Brief:
Drop every image and restate the entries below word for word.

┄┄┄┄┄┄

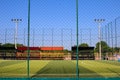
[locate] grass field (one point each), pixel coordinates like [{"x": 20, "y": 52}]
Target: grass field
[{"x": 59, "y": 68}]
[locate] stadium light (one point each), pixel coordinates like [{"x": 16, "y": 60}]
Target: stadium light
[
  {"x": 16, "y": 21},
  {"x": 99, "y": 21}
]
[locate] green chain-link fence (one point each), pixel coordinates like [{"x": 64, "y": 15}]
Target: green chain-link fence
[{"x": 40, "y": 39}]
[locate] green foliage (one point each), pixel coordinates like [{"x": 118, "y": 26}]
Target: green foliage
[{"x": 10, "y": 45}]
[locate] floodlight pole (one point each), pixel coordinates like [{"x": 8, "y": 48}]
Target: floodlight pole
[
  {"x": 99, "y": 21},
  {"x": 77, "y": 51},
  {"x": 16, "y": 21}
]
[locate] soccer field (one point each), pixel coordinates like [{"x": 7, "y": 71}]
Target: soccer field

┄┄┄┄┄┄

Problem solution:
[locate] grass field (one point each), pixel coordinates like [{"x": 20, "y": 52}]
Target: grass field
[{"x": 59, "y": 68}]
[locate] stadium light (one point each), pixel coordinates like [{"x": 16, "y": 60}]
Target: stadium light
[
  {"x": 16, "y": 21},
  {"x": 99, "y": 21}
]
[locate] green chain-link fence (one point each), pixel coordinates like [{"x": 64, "y": 15}]
Target: green chain-link fence
[{"x": 40, "y": 39}]
[locate] green foliage (one point each), pixel coordinates like [{"x": 118, "y": 26}]
Target: green foliage
[{"x": 10, "y": 45}]
[locate] floodlight pole (one point each), pixel coordinates like [{"x": 8, "y": 48}]
Target: floodlight pole
[
  {"x": 99, "y": 21},
  {"x": 77, "y": 51},
  {"x": 16, "y": 21}
]
[locate] soccer field (one point each), pixel coordinates like [{"x": 7, "y": 71}]
Target: soccer field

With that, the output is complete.